== Study material

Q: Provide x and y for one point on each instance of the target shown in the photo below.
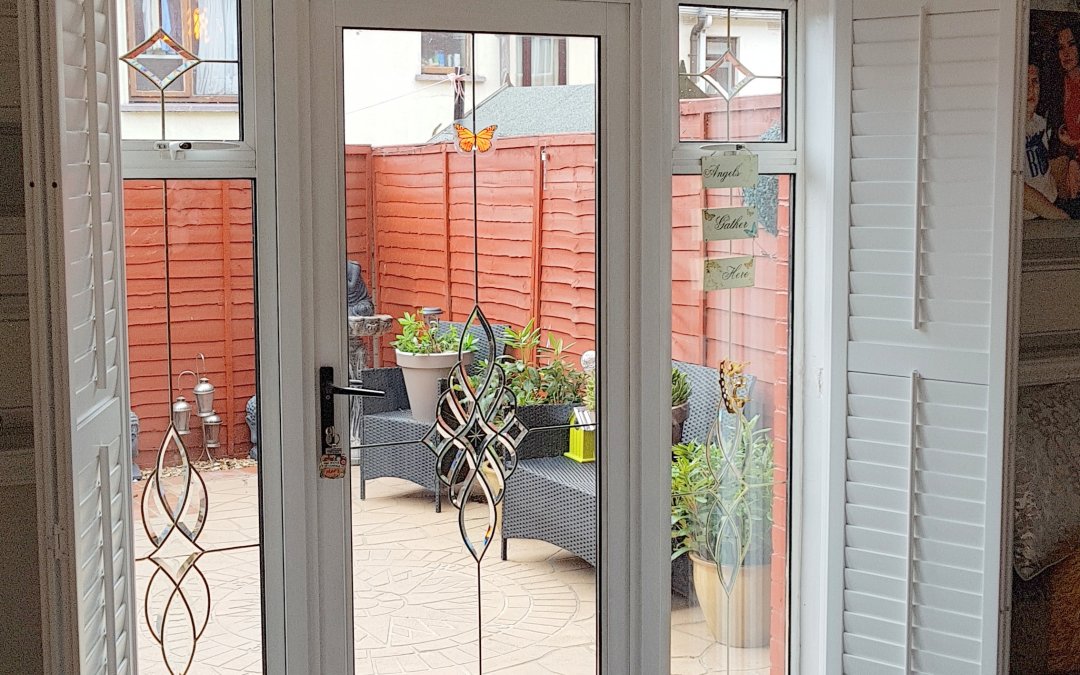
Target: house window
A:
(732, 73)
(716, 45)
(204, 28)
(442, 52)
(541, 61)
(183, 68)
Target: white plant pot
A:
(421, 374)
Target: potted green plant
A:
(583, 436)
(545, 386)
(721, 520)
(426, 354)
(680, 403)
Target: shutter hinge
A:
(55, 541)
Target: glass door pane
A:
(191, 332)
(471, 221)
(731, 444)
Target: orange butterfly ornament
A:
(482, 140)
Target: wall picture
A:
(1052, 117)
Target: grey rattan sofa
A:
(388, 423)
(553, 498)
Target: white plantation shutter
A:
(80, 216)
(921, 334)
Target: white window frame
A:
(213, 159)
(239, 160)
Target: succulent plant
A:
(680, 388)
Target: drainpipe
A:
(704, 21)
(459, 95)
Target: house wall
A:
(21, 650)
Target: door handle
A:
(329, 440)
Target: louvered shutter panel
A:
(917, 517)
(83, 212)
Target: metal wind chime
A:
(203, 392)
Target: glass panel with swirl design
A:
(470, 238)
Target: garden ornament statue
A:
(358, 298)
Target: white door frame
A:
(318, 513)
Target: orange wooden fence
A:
(212, 297)
(536, 223)
(409, 219)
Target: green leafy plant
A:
(418, 338)
(589, 396)
(680, 388)
(540, 372)
(725, 516)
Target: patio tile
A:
(415, 596)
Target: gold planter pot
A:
(742, 618)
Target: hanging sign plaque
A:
(729, 171)
(727, 224)
(721, 273)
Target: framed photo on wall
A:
(1052, 113)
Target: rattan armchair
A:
(553, 498)
(390, 442)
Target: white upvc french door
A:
(311, 198)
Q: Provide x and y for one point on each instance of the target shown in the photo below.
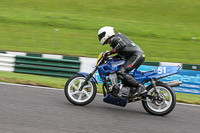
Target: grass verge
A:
(60, 83)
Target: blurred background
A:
(165, 30)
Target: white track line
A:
(48, 88)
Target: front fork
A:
(87, 79)
(157, 95)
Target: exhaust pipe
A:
(174, 83)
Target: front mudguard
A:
(92, 79)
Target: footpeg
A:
(115, 100)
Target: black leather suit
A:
(132, 54)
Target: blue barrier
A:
(190, 79)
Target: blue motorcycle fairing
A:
(113, 65)
(160, 72)
(86, 74)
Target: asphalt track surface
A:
(25, 109)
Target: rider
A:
(125, 48)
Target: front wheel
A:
(77, 97)
(162, 104)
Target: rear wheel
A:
(162, 104)
(77, 97)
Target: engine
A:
(116, 88)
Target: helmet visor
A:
(100, 36)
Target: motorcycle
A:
(159, 98)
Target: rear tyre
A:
(163, 106)
(77, 97)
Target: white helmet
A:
(104, 33)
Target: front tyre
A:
(161, 105)
(77, 97)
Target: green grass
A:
(163, 29)
(60, 83)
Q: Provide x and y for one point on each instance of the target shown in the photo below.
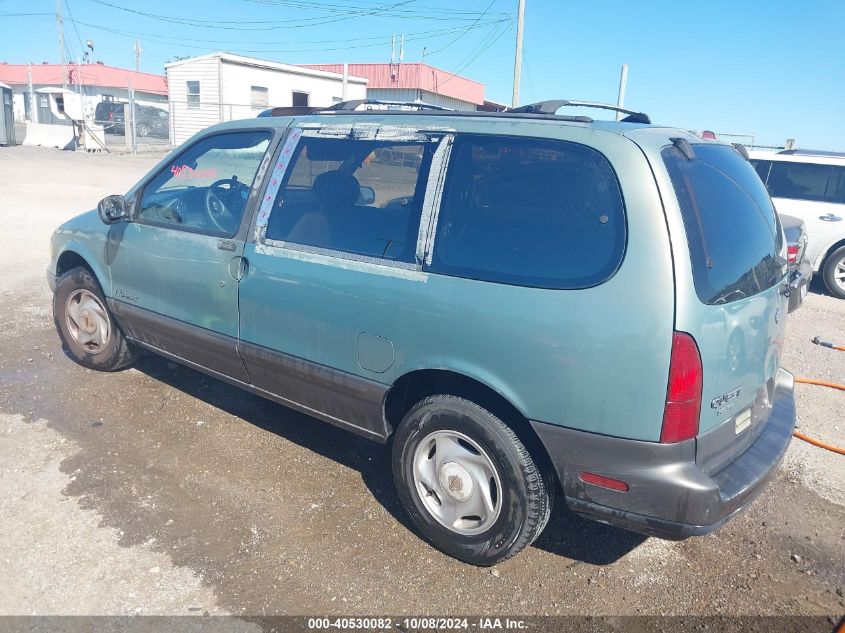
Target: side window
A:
(800, 181)
(761, 167)
(207, 186)
(192, 89)
(362, 197)
(836, 186)
(529, 212)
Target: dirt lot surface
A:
(159, 490)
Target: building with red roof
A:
(97, 82)
(415, 82)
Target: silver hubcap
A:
(87, 321)
(839, 273)
(457, 482)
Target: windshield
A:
(732, 228)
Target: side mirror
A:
(367, 195)
(112, 209)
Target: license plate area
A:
(742, 421)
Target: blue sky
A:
(772, 68)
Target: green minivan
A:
(517, 303)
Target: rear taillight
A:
(683, 397)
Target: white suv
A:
(811, 186)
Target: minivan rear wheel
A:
(467, 481)
(834, 272)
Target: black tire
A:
(835, 259)
(116, 353)
(525, 494)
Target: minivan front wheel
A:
(834, 273)
(467, 481)
(86, 326)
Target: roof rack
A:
(378, 104)
(813, 152)
(553, 105)
(365, 105)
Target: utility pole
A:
(61, 27)
(517, 62)
(33, 106)
(623, 82)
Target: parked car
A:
(796, 254)
(811, 186)
(537, 302)
(150, 121)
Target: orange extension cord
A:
(821, 383)
(812, 440)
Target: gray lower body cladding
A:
(669, 495)
(335, 396)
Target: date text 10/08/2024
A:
(416, 623)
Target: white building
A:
(96, 82)
(221, 87)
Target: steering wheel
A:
(216, 209)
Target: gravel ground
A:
(159, 490)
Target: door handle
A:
(238, 267)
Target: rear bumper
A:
(669, 494)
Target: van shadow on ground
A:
(566, 535)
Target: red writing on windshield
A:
(189, 173)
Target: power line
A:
(380, 40)
(341, 44)
(470, 27)
(482, 49)
(277, 25)
(72, 21)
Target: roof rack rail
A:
(352, 106)
(378, 104)
(813, 152)
(553, 105)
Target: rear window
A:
(529, 212)
(732, 229)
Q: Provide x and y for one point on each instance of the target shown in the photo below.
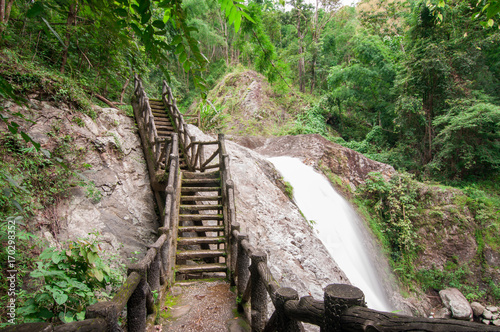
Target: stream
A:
(337, 225)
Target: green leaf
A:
(179, 49)
(146, 17)
(167, 15)
(66, 318)
(80, 316)
(232, 15)
(92, 257)
(177, 39)
(158, 24)
(182, 57)
(237, 23)
(247, 17)
(60, 298)
(35, 10)
(54, 32)
(56, 257)
(97, 274)
(121, 12)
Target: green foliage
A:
(452, 275)
(469, 142)
(29, 181)
(71, 279)
(288, 189)
(395, 201)
(212, 118)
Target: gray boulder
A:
(454, 300)
(477, 308)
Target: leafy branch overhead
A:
(161, 26)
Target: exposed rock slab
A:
(313, 149)
(114, 197)
(454, 300)
(297, 258)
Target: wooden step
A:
(163, 132)
(164, 127)
(198, 175)
(160, 114)
(199, 198)
(201, 207)
(215, 181)
(201, 228)
(201, 268)
(199, 217)
(163, 122)
(198, 189)
(192, 254)
(187, 241)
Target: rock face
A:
(116, 198)
(297, 258)
(352, 167)
(477, 308)
(454, 300)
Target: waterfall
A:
(337, 226)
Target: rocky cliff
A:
(110, 193)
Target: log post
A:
(285, 323)
(107, 311)
(235, 229)
(136, 305)
(165, 264)
(154, 271)
(338, 298)
(242, 266)
(258, 293)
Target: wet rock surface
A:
(112, 193)
(296, 256)
(454, 300)
(202, 307)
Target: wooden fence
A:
(341, 309)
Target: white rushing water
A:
(337, 225)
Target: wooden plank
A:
(192, 254)
(201, 268)
(199, 240)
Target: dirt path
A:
(201, 307)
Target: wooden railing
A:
(152, 138)
(157, 267)
(341, 309)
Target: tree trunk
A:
(313, 72)
(7, 11)
(2, 12)
(301, 58)
(123, 90)
(71, 21)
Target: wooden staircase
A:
(164, 127)
(200, 245)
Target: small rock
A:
(477, 308)
(487, 314)
(176, 291)
(454, 300)
(443, 313)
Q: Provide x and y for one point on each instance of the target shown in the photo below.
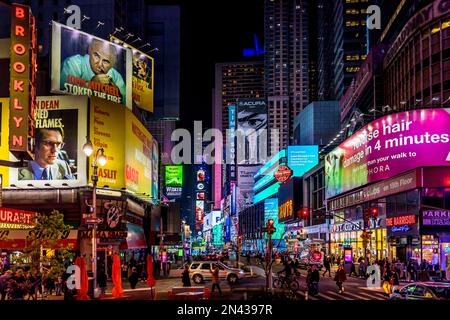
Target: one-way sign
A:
(94, 220)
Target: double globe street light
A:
(99, 159)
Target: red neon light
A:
(283, 173)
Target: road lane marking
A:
(356, 296)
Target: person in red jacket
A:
(340, 277)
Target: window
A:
(206, 266)
(195, 265)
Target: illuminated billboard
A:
(61, 129)
(244, 191)
(173, 181)
(251, 120)
(387, 147)
(271, 212)
(138, 156)
(302, 158)
(22, 86)
(107, 129)
(4, 137)
(86, 65)
(143, 75)
(173, 176)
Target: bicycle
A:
(283, 282)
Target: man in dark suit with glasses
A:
(46, 165)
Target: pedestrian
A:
(215, 279)
(58, 285)
(362, 268)
(314, 281)
(185, 278)
(327, 265)
(387, 283)
(133, 278)
(102, 283)
(340, 278)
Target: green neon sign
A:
(174, 176)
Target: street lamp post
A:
(99, 159)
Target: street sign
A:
(94, 220)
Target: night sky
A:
(211, 32)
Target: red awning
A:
(17, 240)
(135, 238)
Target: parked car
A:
(423, 291)
(200, 271)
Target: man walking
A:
(215, 279)
(327, 265)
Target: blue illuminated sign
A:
(302, 159)
(256, 51)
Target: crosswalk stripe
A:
(374, 295)
(339, 295)
(356, 296)
(325, 296)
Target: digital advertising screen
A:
(387, 147)
(60, 133)
(302, 159)
(251, 119)
(107, 131)
(173, 176)
(82, 64)
(138, 155)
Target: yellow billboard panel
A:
(138, 156)
(4, 140)
(142, 79)
(107, 131)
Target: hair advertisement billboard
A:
(86, 65)
(142, 79)
(107, 129)
(60, 132)
(387, 147)
(138, 156)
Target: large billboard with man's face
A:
(86, 65)
(138, 156)
(251, 119)
(143, 75)
(61, 128)
(388, 146)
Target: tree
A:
(48, 229)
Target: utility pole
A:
(270, 229)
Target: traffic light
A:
(304, 213)
(374, 212)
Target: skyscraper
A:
(287, 78)
(233, 81)
(350, 41)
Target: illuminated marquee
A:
(285, 210)
(22, 88)
(401, 220)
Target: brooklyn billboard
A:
(387, 147)
(86, 65)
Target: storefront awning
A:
(20, 239)
(135, 238)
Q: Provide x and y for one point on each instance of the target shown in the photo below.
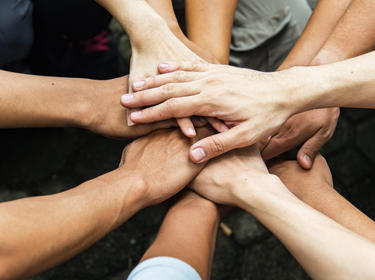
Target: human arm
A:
(325, 249)
(315, 188)
(201, 20)
(192, 234)
(42, 232)
(321, 24)
(270, 98)
(36, 101)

====

## [Required action]
Repeat, character for character, the lines of the material above from the line with "Target: wall picture" through the line with "Target: white door frame".

## [Result below]
Target: wall picture
A:
(1052, 117)
Target: grey rattan sofa
A:
(388, 423)
(553, 498)
Target: white plantation shutter
A:
(80, 216)
(921, 334)
Target: white window frame
A:
(213, 159)
(239, 160)
Target: succulent plant
A:
(680, 388)
Target: drainpipe
A:
(704, 21)
(459, 95)
Target: house wall
A:
(21, 650)
Target: door handle
A:
(329, 440)
Target: louvered shutter panel
A:
(917, 517)
(83, 212)
Target: metal wind chime
A:
(203, 392)
Target: glass panel with swirl design
A:
(470, 238)
Target: garden ornament statue
A:
(358, 298)
Target: white door frame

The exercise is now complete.